==== Passage shown
Gender variant and sexual minority survivors tend to access their close friends for support primarily—if not exclusively. Many of us have extreme distrust for law enforcement, mental health systems, physicians and other institutions which have historically incarcerated and institutionalized us in order to enforce homophobia, racism and classism. As the recent brutal rape of a Haitian man in New York City by police who believed he was gay attests, this violence is not simply historic. While this terrible attack in New York has rightfully received national attention, we each know of violent or humiliating encounters with police in our own cities and towns that go unreported and unaddressed. Even where law enforcement and other systems are working diligently to address systemic racism, classism and homophobia within their agencies—officers on the scene rarely have enough time, support or expertise to successfully determine who is the primary aggressor in same sex domestic or dating violence cases.

As we continue to seek system reform, we remain aware of how batterers manipulate current institutions. Batterers may call the police and report their partner as the abuser, especially if they believe their own class, skin color, age or other privilege might work against the survivor. Batterers may make false child abuse reports or throw away a trans person’s monthly supply of hormones—knowing that the consequences to the survivor will be compounded by the institution’s heterosexism and transphobia (as well as racism, ageism, anti-Semitism or any other oppressive attitude).

What is the survivor telling you about her experiences with these institutions? Support survivors in using their critical thinking skills as well as their intuition in determining when and if it is safer for them to contact these institutions than not. Be prepared to advocate for survivors who choose to make these contacts as well as those who don’t.

Using Vulnerabilities
While advocates often talk and learn about how batterers use their strengths to manipulate survivor’s vulnerabilities, we rarely talk about the reverse--how batterers use their vulnerabilities to manipulate a survivor’s strengths.

Sometimes women who batter have experienced violence in their past—they may have survived childhood sexual assault, gay-bashing, battering and/or other forms of violence. These women may use their prior experience surviving violence as an excuse for their current behavior. Some batterers insist they cannot be held accountable for their abusive behaviors because they originally learned them as survival skills. One survivor who was battered by a woman who had been abused as a child put it this way,

“I spent my whole time trying to support and protect her. I saw how badly her family continued to scare and hurt her. I thought I could be strong enough for both of us. I didn’t want to be the next person in her life to let her down. Over time though, I began to dread waking up to another day with her. Whenever I tried to make a decision for myself or see my family, there was a consequence. She would attack our friends as soon as they left the house. I began to hate people who made her mad or upset her because I knew she would take it out on me. Whenever I tried to confront her on her abusive behaviors, she became angry, frightened and accusative. But I also saw how hard she worked to stay present in a world that had hurt her since she was a baby. I saw how hard she tried to fight off her own fears—even if that meant projecting them onto me. It wasn’t until I finally was able to move away that I made the connections between my experience and domestic violence—even though we both worked at a domestic violence program while we were together.”
========
Work to complete:
[a] In the passage on same-sex domestic violence, what might a batterer throw away to harm a trans person?
[b] Which specific institutions does the passage on same-sex domestic violence name as ones that many survivors deeply distrust? List them all.
[c] Print the part of the passage on same-sex domestic violence starting with "Using Vulnerabilities" and going on through "a survivor’s strengths.".
The items that follow have nothing to do with the passage on same-sex domestic violence.
==== Given information
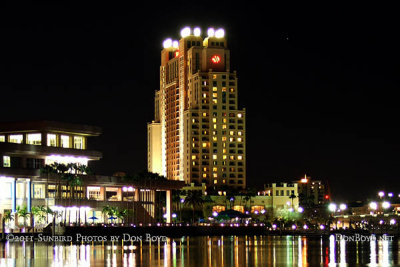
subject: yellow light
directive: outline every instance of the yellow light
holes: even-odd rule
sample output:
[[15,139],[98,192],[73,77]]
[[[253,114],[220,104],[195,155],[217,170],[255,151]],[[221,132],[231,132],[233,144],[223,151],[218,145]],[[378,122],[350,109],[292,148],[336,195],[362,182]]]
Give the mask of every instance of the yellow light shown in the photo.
========
Expected results:
[a] A batterer might throw away a trans person's monthly supply of hormones.

[b] Law enforcement, mental health systems, physicians

[c]
Using Vulnerabilities
While advocates often talk and learn about how batterers use their strengths to manipulate survivor’s vulnerabilities, we rarely talk about the reverse--how batterers use their vulnerabilities to manipulate a survivor’s strengths.